__THE TASK__:
Both the line with "Target: statue's open mouth" and the line with "Target: lion-dog statue" in the records below must appear in the output, along with every line between them, exactly and with nothing added.

-*-*-

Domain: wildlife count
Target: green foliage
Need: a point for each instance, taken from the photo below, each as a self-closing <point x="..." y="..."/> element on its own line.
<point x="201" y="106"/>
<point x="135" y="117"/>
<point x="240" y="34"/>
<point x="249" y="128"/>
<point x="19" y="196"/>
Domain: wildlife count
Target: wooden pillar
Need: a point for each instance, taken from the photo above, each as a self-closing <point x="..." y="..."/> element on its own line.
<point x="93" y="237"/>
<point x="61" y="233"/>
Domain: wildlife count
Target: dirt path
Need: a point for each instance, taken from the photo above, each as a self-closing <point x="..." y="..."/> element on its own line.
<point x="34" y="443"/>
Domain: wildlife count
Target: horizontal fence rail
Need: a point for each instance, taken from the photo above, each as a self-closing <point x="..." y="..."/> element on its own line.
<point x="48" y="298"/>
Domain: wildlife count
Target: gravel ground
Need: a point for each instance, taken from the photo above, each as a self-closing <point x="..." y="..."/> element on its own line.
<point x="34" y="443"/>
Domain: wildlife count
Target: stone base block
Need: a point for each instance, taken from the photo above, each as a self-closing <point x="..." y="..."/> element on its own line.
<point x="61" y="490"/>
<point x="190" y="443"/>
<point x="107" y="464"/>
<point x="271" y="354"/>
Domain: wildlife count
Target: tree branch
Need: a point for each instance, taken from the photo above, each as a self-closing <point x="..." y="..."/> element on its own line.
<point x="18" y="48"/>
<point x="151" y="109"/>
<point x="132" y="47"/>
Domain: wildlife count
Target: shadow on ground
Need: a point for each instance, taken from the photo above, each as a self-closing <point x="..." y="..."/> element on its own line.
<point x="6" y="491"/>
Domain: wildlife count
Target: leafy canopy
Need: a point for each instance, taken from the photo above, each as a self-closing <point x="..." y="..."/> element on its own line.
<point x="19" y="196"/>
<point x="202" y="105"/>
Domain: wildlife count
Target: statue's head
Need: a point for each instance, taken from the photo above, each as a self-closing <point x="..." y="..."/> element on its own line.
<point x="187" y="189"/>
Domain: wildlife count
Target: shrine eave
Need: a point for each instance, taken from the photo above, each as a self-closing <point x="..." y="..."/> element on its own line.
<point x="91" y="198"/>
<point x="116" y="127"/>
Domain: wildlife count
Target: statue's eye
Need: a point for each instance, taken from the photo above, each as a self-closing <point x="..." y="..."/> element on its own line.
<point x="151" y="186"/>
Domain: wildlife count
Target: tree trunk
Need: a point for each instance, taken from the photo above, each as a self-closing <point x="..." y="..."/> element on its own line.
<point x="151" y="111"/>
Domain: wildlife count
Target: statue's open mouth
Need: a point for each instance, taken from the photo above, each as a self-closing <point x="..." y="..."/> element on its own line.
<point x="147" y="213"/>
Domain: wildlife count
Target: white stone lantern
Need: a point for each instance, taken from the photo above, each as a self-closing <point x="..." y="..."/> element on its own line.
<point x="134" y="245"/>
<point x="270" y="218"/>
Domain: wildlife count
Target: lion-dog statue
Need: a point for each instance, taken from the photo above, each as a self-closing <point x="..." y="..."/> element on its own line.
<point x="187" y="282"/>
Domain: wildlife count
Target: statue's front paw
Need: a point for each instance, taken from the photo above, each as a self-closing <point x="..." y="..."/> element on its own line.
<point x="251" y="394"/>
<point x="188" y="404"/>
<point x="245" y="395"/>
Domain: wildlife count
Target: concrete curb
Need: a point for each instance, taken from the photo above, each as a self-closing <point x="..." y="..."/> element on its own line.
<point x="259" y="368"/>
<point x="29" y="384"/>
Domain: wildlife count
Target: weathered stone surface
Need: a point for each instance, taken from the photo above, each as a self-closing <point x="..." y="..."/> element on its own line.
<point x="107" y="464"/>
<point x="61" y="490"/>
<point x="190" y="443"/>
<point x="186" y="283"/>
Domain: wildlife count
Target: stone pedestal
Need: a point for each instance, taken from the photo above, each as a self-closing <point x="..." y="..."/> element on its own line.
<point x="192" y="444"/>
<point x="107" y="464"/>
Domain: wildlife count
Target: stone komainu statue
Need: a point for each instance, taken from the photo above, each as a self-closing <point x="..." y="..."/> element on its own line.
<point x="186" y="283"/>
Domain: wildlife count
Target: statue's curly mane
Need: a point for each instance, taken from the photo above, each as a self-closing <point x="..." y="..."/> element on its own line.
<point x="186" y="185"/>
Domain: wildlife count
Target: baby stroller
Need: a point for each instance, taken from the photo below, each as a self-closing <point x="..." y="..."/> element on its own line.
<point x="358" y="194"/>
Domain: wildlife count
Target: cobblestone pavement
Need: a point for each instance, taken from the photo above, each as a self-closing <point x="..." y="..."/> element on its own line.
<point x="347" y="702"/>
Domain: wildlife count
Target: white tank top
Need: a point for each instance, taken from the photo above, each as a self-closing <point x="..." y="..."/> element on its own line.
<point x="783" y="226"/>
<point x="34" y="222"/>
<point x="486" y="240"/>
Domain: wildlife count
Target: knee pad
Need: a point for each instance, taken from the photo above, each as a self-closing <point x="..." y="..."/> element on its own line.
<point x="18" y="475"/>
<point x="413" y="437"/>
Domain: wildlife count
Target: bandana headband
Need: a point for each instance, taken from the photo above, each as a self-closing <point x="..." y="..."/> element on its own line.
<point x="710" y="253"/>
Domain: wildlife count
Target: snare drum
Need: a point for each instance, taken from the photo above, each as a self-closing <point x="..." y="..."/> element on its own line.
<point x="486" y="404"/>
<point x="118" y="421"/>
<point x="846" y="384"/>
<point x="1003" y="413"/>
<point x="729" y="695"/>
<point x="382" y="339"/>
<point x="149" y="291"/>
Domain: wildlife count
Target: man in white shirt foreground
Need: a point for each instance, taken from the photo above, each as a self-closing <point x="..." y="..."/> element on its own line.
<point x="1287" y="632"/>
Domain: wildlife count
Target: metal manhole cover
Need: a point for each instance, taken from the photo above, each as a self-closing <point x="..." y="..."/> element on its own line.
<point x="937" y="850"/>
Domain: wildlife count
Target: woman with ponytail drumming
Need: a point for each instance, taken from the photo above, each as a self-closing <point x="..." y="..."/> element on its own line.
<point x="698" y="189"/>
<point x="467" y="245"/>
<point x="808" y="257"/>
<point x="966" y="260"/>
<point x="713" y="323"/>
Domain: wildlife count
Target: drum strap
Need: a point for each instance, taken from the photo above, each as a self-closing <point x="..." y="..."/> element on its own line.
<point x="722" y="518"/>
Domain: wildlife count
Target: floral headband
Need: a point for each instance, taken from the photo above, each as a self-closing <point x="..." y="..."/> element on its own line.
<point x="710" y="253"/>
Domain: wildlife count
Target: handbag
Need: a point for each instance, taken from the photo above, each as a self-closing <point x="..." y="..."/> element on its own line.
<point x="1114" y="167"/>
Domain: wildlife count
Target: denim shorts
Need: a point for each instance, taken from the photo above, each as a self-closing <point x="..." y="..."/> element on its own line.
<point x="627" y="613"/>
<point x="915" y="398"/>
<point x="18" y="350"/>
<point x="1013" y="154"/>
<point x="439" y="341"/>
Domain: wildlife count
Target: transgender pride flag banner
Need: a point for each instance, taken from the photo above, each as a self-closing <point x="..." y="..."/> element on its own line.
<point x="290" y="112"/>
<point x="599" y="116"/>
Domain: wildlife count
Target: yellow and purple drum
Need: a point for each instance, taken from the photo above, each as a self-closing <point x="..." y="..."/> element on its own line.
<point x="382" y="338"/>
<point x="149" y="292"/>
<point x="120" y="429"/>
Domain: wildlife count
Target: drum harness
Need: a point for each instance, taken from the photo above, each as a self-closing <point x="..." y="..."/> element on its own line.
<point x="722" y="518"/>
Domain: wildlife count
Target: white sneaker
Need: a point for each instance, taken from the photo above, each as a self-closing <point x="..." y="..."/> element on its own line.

-*-*-

__RESULT OF THIS TASK__:
Target: statue's open mouth
Need: a point for each instance, taken from the photo above, each as a self-closing <point x="..." y="..."/> element on its own line.
<point x="147" y="213"/>
Domain: wildlife count
Target: white stone lantern
Need: a point for each instance, taken from the photo above, each as a self-closing <point x="..." y="..."/> element on its own line.
<point x="134" y="245"/>
<point x="270" y="218"/>
Domain: wildlife count
Target: lion-dog statue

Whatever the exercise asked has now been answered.